▸ **Exercise requirements**:
A - Answer each question from the provisional voting account.
(i) What population does the account give for Avondale Estates?
(ii) On what date did the records show the author had already voted?
(iii) How long was the minimum wait on each day the author tried early voting four years earlier?
B - Go on with the provisional voting account, starting right after its final sentence.

Life as a provisional voter

[cnn-photo-caption image=http://i2.cdn.turner.com/cnn/2008/images/11/04/art.gavoting.jpg]
Paul Varian
CNN Senior Executive Producer

I've just found out what a provisional voter is - me.

When I went to vote at City Hall in Avondale Estates, Ga. (pop. 2,600), I was greeted by the same friendly faces I see election after election - the volunteers, mostly retirees, who make sure everything goes like clockwork. And it always does.

There were no long lines - quick in, quick out. But when my turn came, I was told I had already voted on Sept. 25 at one of Dekalb County's two or three early voting centers.

In fact, that was not the case. But that's what the records showed. My precinct guy called the county and they had it in black and white - somebody using my name apparently had cast a ballot in person under the early voting procedures in place in many parts of the country. Or my vote was somehow recorded by mistake.

I was given permission to fill out a provisional ballot which I don't think will be counted until two days after the official vote has been tabulated - and then only if it's been determined that I "meet Georgia Voter Registration eligibility requirements for this election." That's according to the "Dear Voter" card they gave me at the place I went to vote.

A place where everybody really does know my name, even those whose names I can never remember. That's because my wife serves as an elected official in Avondale Estates - city commissioner. Doesn't matter.

My biggest concern is how somebody was able to vote in person using my name, if that's what happened. Georgia just went through a major legislative hullabaloo to mandate picture IDs for in-person voting. I showed my driver's license. What did the phony Paul Varian show?

I mentioned my concern the county election person whose number I was given to call and she warned me not to jump to any conclusions. Just because somebody used my name to vote before I could doesn't mean my identity's been stolen. I hope she's right.

This is the second straight presidential election where I've been effectively disenfranchised.

Four years ago, I was given an out-of-town Election Day assignment on relatively short notice. It was already too late to vote by traditional absentee ballot and trying to cast my ballot via early voting proved fruitless on the first election in which that had been tried in Georgia. Both days I tried the wait was 3-4 hours minimum.


Filed under: 2008 Election • Paul Varian
soundoff (29 Responses)
  1. Donna

    Looks like we are going to have to start finger printing when registering to vote. When voting, the prints will be compared with the person voting. Something needed to be done with all this fraud.

▸ **Supplied material**:
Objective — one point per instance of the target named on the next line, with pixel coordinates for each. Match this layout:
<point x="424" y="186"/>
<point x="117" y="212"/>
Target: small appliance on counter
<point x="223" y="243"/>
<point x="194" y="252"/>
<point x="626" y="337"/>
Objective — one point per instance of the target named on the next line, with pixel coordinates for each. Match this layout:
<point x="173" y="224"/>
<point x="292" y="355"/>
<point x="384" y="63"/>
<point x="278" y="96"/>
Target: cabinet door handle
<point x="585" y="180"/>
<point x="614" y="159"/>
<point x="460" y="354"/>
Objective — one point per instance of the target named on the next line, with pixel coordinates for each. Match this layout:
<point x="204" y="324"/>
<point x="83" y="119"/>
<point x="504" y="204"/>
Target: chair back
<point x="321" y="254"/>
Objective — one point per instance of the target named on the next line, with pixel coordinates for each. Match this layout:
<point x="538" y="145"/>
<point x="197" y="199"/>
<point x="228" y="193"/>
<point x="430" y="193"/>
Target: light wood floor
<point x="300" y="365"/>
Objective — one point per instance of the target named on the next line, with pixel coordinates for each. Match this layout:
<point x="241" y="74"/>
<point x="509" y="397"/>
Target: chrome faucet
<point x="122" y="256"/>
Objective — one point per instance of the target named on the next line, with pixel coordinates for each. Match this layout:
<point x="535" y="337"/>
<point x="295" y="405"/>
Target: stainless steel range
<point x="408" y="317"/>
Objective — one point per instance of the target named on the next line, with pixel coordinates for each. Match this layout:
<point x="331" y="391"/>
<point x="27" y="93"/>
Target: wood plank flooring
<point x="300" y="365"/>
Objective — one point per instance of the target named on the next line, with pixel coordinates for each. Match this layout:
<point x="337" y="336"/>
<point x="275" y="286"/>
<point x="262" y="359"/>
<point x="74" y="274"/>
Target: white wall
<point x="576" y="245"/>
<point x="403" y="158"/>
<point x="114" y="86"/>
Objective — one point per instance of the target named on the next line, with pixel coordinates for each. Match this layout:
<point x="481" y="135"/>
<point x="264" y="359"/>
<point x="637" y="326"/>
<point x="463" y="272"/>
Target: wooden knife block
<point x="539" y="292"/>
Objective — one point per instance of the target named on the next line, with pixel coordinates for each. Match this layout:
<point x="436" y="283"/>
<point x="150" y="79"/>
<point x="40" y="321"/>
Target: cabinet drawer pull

* * *

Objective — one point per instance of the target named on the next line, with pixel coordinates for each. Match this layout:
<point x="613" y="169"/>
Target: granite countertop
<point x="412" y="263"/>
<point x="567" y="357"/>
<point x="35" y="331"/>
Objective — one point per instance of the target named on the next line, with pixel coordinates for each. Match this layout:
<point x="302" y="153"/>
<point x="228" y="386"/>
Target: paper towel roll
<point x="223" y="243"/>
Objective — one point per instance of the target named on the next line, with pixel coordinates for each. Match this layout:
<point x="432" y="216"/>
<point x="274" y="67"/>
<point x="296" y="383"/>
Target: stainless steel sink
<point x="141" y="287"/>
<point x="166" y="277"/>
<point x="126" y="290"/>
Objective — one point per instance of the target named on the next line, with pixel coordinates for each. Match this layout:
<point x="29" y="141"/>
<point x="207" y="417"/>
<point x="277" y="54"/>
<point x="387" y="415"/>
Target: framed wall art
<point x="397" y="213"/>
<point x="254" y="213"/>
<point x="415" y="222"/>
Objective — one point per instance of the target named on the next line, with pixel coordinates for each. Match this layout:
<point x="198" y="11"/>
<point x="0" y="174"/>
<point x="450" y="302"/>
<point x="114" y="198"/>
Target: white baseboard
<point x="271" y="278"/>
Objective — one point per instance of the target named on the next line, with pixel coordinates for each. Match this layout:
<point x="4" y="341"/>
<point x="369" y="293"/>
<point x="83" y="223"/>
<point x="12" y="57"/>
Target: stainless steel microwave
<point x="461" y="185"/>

==

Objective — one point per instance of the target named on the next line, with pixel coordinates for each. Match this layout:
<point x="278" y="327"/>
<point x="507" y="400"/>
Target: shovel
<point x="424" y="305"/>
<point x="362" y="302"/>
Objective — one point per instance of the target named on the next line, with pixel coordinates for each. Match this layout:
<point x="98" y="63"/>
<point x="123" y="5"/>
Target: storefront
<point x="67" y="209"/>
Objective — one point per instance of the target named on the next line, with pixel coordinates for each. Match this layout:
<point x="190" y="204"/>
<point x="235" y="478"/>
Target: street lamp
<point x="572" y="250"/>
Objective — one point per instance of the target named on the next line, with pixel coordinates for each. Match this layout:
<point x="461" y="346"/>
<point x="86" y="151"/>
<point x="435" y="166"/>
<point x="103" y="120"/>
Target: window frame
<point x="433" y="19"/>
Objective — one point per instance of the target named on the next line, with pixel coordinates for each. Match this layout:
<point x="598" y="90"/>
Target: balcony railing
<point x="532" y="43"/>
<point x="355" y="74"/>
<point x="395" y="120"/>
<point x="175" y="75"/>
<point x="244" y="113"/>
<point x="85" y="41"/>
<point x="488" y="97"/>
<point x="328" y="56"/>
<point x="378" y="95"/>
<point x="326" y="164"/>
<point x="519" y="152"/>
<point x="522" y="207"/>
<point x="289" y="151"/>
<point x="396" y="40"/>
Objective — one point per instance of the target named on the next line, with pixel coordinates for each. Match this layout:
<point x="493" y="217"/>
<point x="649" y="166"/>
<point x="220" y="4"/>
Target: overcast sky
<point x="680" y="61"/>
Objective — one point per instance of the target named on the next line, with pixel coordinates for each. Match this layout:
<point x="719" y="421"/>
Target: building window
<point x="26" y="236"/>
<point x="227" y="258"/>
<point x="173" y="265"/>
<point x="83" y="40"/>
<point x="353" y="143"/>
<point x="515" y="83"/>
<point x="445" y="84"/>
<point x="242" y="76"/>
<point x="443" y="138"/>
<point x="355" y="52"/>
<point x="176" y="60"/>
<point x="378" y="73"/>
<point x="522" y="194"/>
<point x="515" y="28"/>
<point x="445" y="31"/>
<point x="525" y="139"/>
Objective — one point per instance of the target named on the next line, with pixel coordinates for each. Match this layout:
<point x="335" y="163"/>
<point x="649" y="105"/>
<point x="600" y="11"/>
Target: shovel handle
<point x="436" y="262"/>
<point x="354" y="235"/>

▸ **Answers to the exercise**:
A -
(i) 2,600
(ii) Sept. 25
(iii) 3-4 hours

B -
    November 4, 2008 at 11:54 pm |
  2. Jackie

    Just to throw something even more rediculous into the mix. I'm from VT, this is the 2nd presidential election I've voted in and have voted in 1 other state/local election in the last 4 years and not once have I ever shown any sort of ID or handed anyone any sort of card. Just walk in, give them my name, they check it off their list and they hand me a ballot. The end. Crazy, right?

    November 4, 2008 at 11:50 pm |
  3. josh

    I filled out a voter registration card after moving about a month ago. I received a card in the the mail with my new address. I showed up to vote and there was no record that I existed. I was told to vote provisional. I had not idea at the time that my vote might not count. After checking my voter registration card later I see they misspelled my last name.

    November 4, 2008 at 11:16 pm |
  4. Crystal

    I also thought it was strange that no photo ID was required for early voting. It would be so easy to take a friend's voter registration card if you knew they were going to vote against your party... god knows, mine had just been sitting on my coffee table since I got it in the mail... seems like requiring some form of photo ID would be a prudent and fairly painless step...

    November 4, 2008 at 10:25 pm |
  5. Bob

    Sounds like ACORN has struck your area already......

    November 4, 2008 at 9:15 pm |
  6. lydia

    probably a stupidity mistake. Hey, be glad they gave u a pb.

    November 4, 2008 at 8:31 pm |
  7. Brady in Phoenix

    If we are ever going to have fairer elections, I think it is important that some kind of photo ID is required at the polls for all states. Such laws like the one enacted in Arizona are not discriminatory and provide numerous other options for ID needed in the event you do not have your Driver's License.

    November 4, 2008 at 8:05 pm |
  8. Margaret Hunt

    In this small town( 5200 people) no ID was asked for. I had my drivers license and registration card out to show. The worker was so pleased but required none of the elderly gentleman in front of me. I would have loved to hang around to see how the ID "thing" went on as the day progressed...

    November 4, 2008 at 7:57 pm |
  9. Johanna

    Until we all go to mail in ballots or require photo ID I doubt I will ever trust any election!! It makes me physically ill when I hear these stories! Like idenity theft doesn't happen financially...of course it will happen on election day!!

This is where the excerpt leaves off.